* **Passage**:
Part of this war of ideas is an attempt to justify a Palestinians right
of full return and thus, the elimination of the stain on Arab honor of a
separate non-Arab national group regaining independence from the Arab conqueror
of old.
In
my previous blog (Benjamin
Netanyahu and the failure of Leadership) I tried to explain the failures within
Benjamin Netanyahu’s leadership, primarily in the area of identity. Identity is of pivotal importance if we want
to create a healthy society. It governs
our self-image. We grow, according to
the attributes that we collect along our life’s journey. Our sense of comforting familiarity provides
the continuity we mostly crave in our everyday life. So while different facets define us, in their
overlapping layers they create us in terms of personal, group and national
identity.
Your
religion is your heritage, or your faith, or both these things. Because it is central to the identity of most
people it is a deeply personal and highly sensitive area of identification. No-one
has the right to define who is a Jew, or by the same logic, no-one can tell me
that yearning for either a spiritual or a physical Jerusalem is at best
misplaced or at worse, geographically invalidated because of some theologically
Supersessionist, racist ideology.
No-one
has the right to attempt to delegitimize my history by relocating it or by
deciding that only a non-Jew has the right to define for Jews, the location of
their biblical temple. It is
however, a common tactic of Palestinians and their widening circle of
supporters throughout the world.
We
can argue and scream over the top of each other without ever truly listening to
what the other person says. Legitimacy,
accuracy, validity - theological arguments are endowed with emotion but they do
not come to us endowed with verifiable facts.
So in the final analysis, all historical debate is meaningless when it
comes to discussing issues of faith because faith is belief; it is not based on
physical evidence. It follows on from
this that if there are red lines, no single faith can define them for everyone
else otherwise all religious dogma is open to debate on its authenticity,
irrespective of time-line.
Religion,
defined as cultural or ritual, is part of our identity, whether it is in
opposition to religious ritual or defined by it. It makes arguments against legitimacy put
forward by Jews themselves, Presbyterian Churches, Muslims, and ‘progressives’ wholly
illegitimate, by virtue of their prototypical, prejudiced reasoning.
In a secular state,
national identity is limited by its secular borders. In
Israel
the ultra-orthodox establishment defines who is a Jew. That is contrary to the health of the secular
nation. The US Presbyterian Assembly (the
largest Presbyterian denomination in the U.S.) declared when it signed the
hateful Kairos Palestine document that Judaism was superseded. To logically extend this argument, Judaism is
not a legitimate faith – which means that Jewish faith communities are likewise
illegitimate. The intent was to identify
any Jewish aspirations for living in the Land of Israel
as wholly insupportable. But its global
genocidal potential can not have been missed by Israel’s enemies. In both of these cases organized communities
arrogated to themselves the right to deny others an identity of their choosing;
a human right they denied to no other community.

(Rows from a dataset)
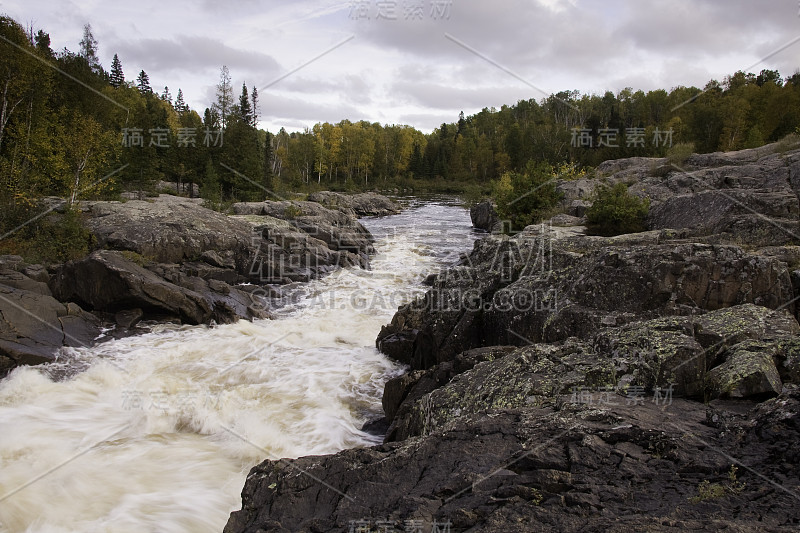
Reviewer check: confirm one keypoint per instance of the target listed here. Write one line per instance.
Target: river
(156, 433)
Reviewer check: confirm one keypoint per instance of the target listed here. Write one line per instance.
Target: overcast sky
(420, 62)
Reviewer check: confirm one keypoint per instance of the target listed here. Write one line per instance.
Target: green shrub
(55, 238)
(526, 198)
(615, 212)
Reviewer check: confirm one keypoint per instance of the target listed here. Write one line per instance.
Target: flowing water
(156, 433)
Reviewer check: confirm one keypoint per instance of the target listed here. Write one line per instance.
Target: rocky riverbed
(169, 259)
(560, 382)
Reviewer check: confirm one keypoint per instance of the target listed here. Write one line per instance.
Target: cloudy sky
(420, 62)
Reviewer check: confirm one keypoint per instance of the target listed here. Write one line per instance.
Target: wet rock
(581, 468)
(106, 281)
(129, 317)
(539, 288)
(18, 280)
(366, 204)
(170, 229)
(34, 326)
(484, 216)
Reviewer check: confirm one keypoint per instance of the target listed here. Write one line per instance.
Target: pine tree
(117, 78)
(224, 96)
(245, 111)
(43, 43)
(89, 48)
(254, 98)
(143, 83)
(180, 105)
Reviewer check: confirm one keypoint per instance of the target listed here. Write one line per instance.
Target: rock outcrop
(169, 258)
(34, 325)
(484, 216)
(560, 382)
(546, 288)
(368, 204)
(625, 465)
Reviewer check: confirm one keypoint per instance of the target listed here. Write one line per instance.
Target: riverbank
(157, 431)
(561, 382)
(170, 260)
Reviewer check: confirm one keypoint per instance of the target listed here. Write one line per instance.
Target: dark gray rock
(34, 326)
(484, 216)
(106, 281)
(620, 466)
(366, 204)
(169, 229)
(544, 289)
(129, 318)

* **Tasks for this exercise**:
a. Answer these questions from the passage on religion and identity:
(i) In Israel, who defines who is a Jew?
(ii) Which document did the US Presbyterian Assembly sign?
(iii) What is faith not based on?
b. Carry on the passage on religion and identity, starting after its final sentence.
The lines are separate material and have no connection to the passage on religion and identity.

* **Results in order**:
a.
(i) The ultra-orthodox establishment.
(ii) The Kairos Palestine document.
(iii) Physical evidence.

b.
The
Arab world view is based on an exclusive Arab identity. As Lee Smith explains
in his book ‘The Strong Horse: Power, Politics and the Clash of Arab Civilizations,’
“Arab nationalism is secular in the sense that it does not derive its political
legitimacy from divine revelation, but it is an absolutism nevertheless.” Absolutism
thrives because the Arab nation is unencumbered by Western concepts of free will
and the will of the people. There are no physical borders to define it. Arab
exceptionalism has no noble message for humanity. The nation’s task is to fulfill Arab destiny;
it is colonialism through conquest and morality has no place in the methodology
to be employed. As an identity it
thrives on subjugation.
Edward
Said delighted in the idea that Islam was something all ‘Arab’ people
shared. It meant that secular Arab
nationalism could be embraced by non-Muslims if they recognized the supremacy of
Islam. The logical follow through that
derived from this was to disempower minority faith and non-Arab ethnic
communities throughout the Arab world, justifying their often institutionalized
and inhered inferior status.
The
Islamic theological underpinnings of this philosophy creates fault lines
between Muslim and non-Muslim national entities. The religious or ‘secular’ Arab national will
has no geographical limits. Israeli self
determination and any other legitimate Jewish aspirations are an unacceptable
challenge to Arab hegemony. According to
Arab religious theology and Arab secular dogma Jewish identity is narrowly permissible
but only through renunciation of an identifiable, tangible homeland which also eviscerates
the spiritual. Christians, Kurds and
every other minority are similarly, ruthlessly offered limited, conditional
acceptance.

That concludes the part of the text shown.